- **THE EXERCISE**: Copy the records below, replacing every "pin" with "marker" and changing nothing else.

----------

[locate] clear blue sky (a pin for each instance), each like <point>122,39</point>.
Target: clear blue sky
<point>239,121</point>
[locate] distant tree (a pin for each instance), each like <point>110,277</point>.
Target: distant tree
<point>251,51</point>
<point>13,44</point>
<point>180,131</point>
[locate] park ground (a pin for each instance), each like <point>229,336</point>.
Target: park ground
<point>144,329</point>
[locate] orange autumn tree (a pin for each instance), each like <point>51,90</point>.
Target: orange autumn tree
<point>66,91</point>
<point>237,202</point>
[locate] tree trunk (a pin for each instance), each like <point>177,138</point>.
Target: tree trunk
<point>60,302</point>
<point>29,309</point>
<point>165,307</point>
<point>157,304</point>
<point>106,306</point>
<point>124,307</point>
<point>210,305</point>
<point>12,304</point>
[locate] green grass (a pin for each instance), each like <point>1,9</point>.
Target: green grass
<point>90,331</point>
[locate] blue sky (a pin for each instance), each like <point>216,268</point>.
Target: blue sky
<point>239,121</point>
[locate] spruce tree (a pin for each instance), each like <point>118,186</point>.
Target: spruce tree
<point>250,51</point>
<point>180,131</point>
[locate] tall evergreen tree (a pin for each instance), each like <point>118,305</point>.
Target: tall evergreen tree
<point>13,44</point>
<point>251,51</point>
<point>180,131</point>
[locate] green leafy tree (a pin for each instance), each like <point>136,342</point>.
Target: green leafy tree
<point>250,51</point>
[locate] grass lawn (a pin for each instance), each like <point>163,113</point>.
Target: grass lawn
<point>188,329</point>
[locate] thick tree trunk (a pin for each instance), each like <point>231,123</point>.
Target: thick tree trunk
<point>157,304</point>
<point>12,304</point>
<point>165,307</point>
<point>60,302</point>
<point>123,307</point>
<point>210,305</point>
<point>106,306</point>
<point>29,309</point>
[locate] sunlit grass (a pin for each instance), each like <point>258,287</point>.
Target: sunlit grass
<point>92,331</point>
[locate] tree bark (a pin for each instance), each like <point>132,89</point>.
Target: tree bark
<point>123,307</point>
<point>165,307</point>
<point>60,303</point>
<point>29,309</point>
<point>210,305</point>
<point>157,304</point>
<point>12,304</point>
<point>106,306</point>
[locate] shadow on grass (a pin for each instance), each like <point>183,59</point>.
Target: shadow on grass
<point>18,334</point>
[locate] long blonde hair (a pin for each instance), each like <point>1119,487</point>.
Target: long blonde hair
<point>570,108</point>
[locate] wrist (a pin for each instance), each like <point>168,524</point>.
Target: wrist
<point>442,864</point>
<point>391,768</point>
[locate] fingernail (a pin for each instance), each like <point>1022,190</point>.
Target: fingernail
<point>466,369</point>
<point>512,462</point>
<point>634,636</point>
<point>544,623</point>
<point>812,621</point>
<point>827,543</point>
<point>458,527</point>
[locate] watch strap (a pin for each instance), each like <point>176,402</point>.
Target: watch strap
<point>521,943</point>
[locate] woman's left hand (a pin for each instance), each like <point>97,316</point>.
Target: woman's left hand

----------

- **COMPLETE ANSWER**:
[locate] clear blue sky (a marker for each instance), each like <point>122,39</point>.
Target: clear blue sky
<point>239,121</point>
[locate] distant tree (a marker for each instance), each like <point>110,277</point>.
Target: distant tree
<point>251,51</point>
<point>13,44</point>
<point>180,131</point>
[locate] park ground (a marker for each instance), each like <point>229,336</point>.
Target: park ground
<point>144,329</point>
[locate] orange autumn tree (a marker for each instance), each like <point>51,90</point>.
Target: orange autumn tree
<point>66,91</point>
<point>237,202</point>
[locate] tree trunk (a marker for each instance), each like <point>177,138</point>.
Target: tree trunk
<point>60,302</point>
<point>29,309</point>
<point>165,307</point>
<point>157,304</point>
<point>106,306</point>
<point>124,307</point>
<point>210,305</point>
<point>12,304</point>
[locate] green grass (a marker for each instance), each like <point>1,9</point>.
Target: green grass
<point>90,331</point>
[locate] blue sky (a marker for each instance), each like <point>216,268</point>.
Target: blue sky
<point>239,121</point>
[locate] spruce tree (a marker for each instance), each like <point>118,186</point>.
Target: spruce tree
<point>250,51</point>
<point>180,131</point>
[locate] tall evergreen tree (a marker for each instance), each like <point>118,305</point>.
Target: tall evergreen tree
<point>13,44</point>
<point>251,51</point>
<point>180,131</point>
[locate] green leafy tree (a marker for each instance), each like <point>136,342</point>.
Target: green leafy tree
<point>250,51</point>
[locate] grass lawn (a marker for each instance), each like <point>163,113</point>.
Target: grass lawn
<point>188,329</point>
[locate] thick tree trunk (a marker for each instance), each like <point>231,123</point>.
Target: thick tree trunk
<point>157,304</point>
<point>12,304</point>
<point>165,307</point>
<point>60,302</point>
<point>123,307</point>
<point>210,305</point>
<point>106,306</point>
<point>29,309</point>
[locate] sunlit grass (a marker for each instance), each like <point>258,287</point>.
Target: sunlit grass
<point>92,331</point>
[locate] tree bark (a marker for each instance), each like <point>132,89</point>.
Target: tree bark
<point>123,307</point>
<point>165,307</point>
<point>60,303</point>
<point>29,309</point>
<point>210,305</point>
<point>157,304</point>
<point>12,304</point>
<point>106,306</point>
[locate] shadow on grass (a marker for each instance), each like <point>183,59</point>.
Target: shadow on grass
<point>18,334</point>
[locate] long blonde hair (a marker for each instance), each like <point>1119,487</point>.
Target: long blonde hair
<point>570,108</point>
[locate] wrist (a marker for each instance), each like <point>168,524</point>.
Target: wrist
<point>442,864</point>
<point>391,768</point>
[locate] fingernail (a marker for each instance), each like <point>1022,190</point>.
Target: fingernail
<point>466,369</point>
<point>512,462</point>
<point>634,636</point>
<point>544,623</point>
<point>812,621</point>
<point>827,543</point>
<point>458,527</point>
[locate] watch strap (a marker for each instance), each like <point>176,402</point>.
Target: watch strap
<point>521,943</point>
[locate] woman's left hand (a marker for each instance), each like <point>97,316</point>.
Target: woman's left hand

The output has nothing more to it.